* **WHAT THE TASK ASKS**
Print the data verbatim. Leave every image out.
*** SOURCE DATA Section Begins ***
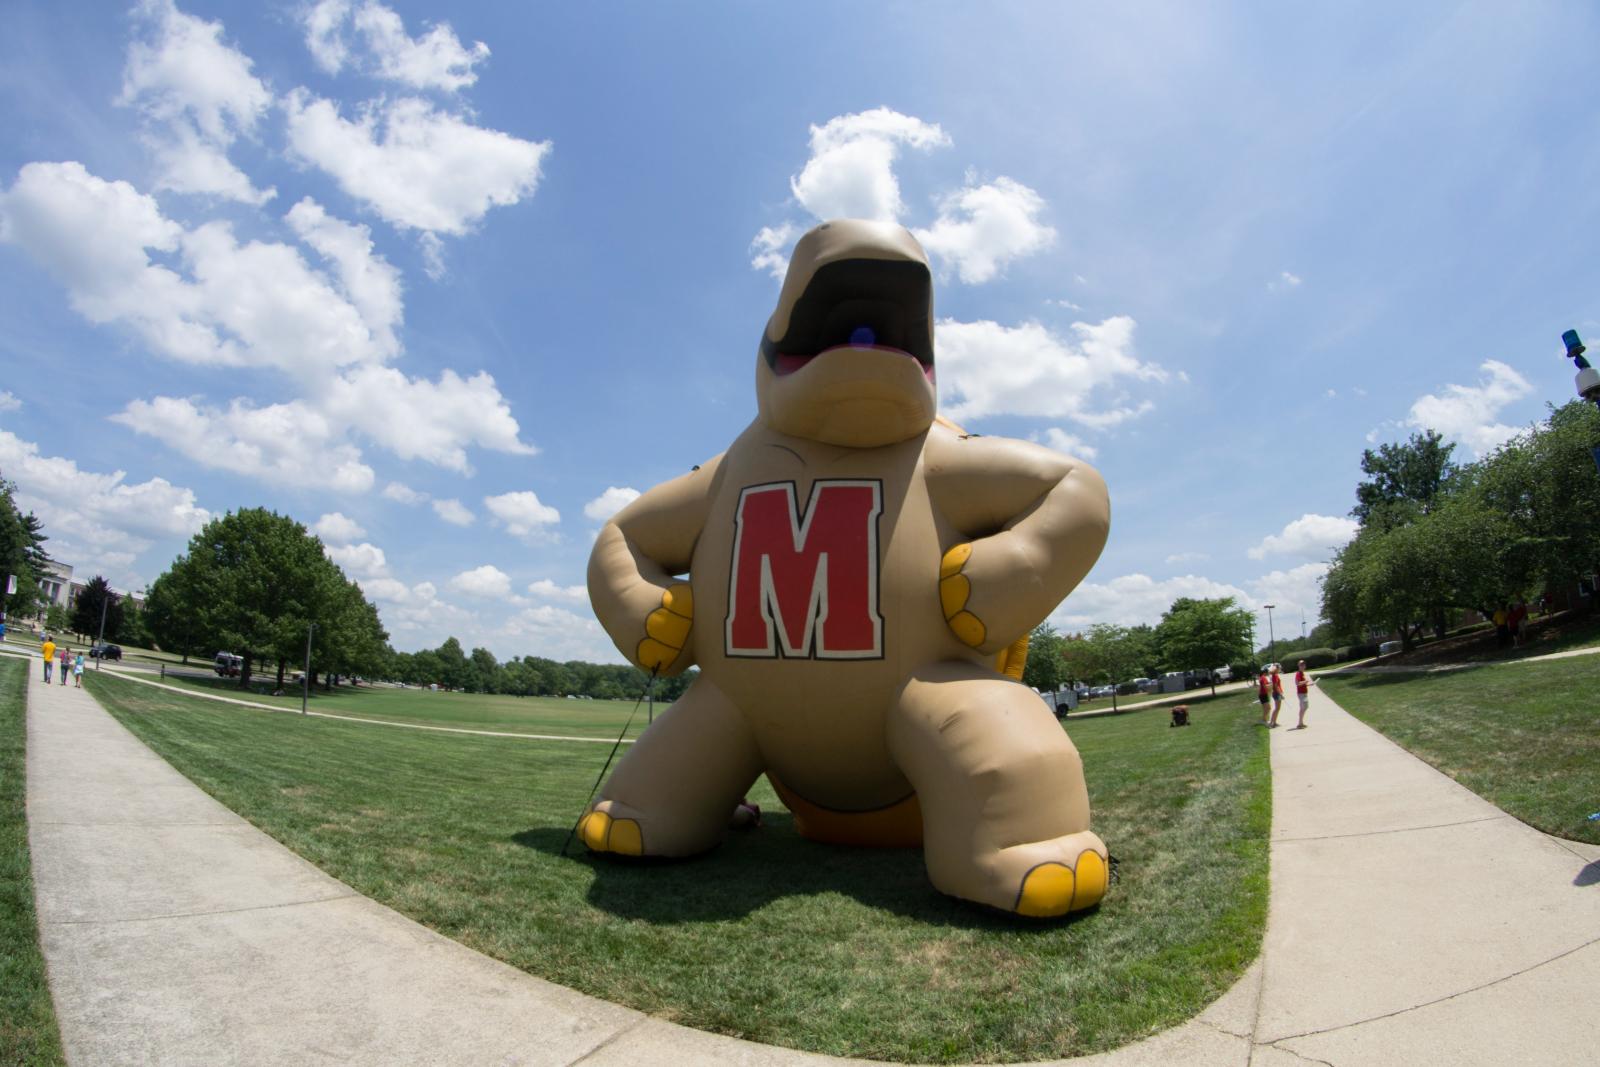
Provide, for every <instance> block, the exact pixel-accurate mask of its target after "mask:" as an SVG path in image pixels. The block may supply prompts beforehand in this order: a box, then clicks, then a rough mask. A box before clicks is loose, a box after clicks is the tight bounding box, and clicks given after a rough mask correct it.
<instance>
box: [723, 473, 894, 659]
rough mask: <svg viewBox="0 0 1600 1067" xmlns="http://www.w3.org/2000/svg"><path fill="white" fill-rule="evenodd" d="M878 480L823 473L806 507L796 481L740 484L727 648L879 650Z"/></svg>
mask: <svg viewBox="0 0 1600 1067" xmlns="http://www.w3.org/2000/svg"><path fill="white" fill-rule="evenodd" d="M882 510H883V486H882V483H878V482H848V480H832V482H816V483H813V485H811V499H810V501H808V502H806V507H805V515H803V517H802V515H800V514H798V512H797V509H795V486H794V483H792V482H779V483H773V485H752V486H750V488H747V490H744V491H742V493H739V510H738V514H734V518H733V523H734V531H733V574H731V577H730V582H728V638H726V648H728V654H730V656H778V654H779V653H781V654H782V656H787V657H800V659H813V657H814V659H877V657H878V656H882V654H883V619H882V616H878V514H880V512H882Z"/></svg>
*** SOURCE DATA Section Ends ***
* **YOUR RESPONSE**
Provide, for every <instance> block, the exact pixel-accurate mask of its target after "mask:" as an SVG path in image pixels. The block may supply prompts beforehand in this order: a box, then clicks, then a rough mask. A box before clicks is loose, a box after clicks is the tight bounding box, and clicks given after a rough mask correct it.
<instance>
box: [723, 473, 894, 659]
rough mask: <svg viewBox="0 0 1600 1067" xmlns="http://www.w3.org/2000/svg"><path fill="white" fill-rule="evenodd" d="M878 480L823 473L806 507L796 481L740 484L727 648L879 650Z"/></svg>
mask: <svg viewBox="0 0 1600 1067" xmlns="http://www.w3.org/2000/svg"><path fill="white" fill-rule="evenodd" d="M882 510H883V486H882V483H878V482H848V480H832V482H816V483H813V485H811V499H810V501H808V502H806V507H805V515H803V517H802V515H800V514H798V512H797V509H795V486H794V483H792V482H779V483H773V485H752V486H750V488H747V490H744V491H742V493H739V510H738V514H734V518H733V523H734V531H733V574H731V577H730V582H728V638H726V648H728V654H730V656H778V654H779V653H781V654H782V656H787V657H800V659H813V657H814V659H877V657H878V656H882V654H883V619H882V616H878V514H880V512H882Z"/></svg>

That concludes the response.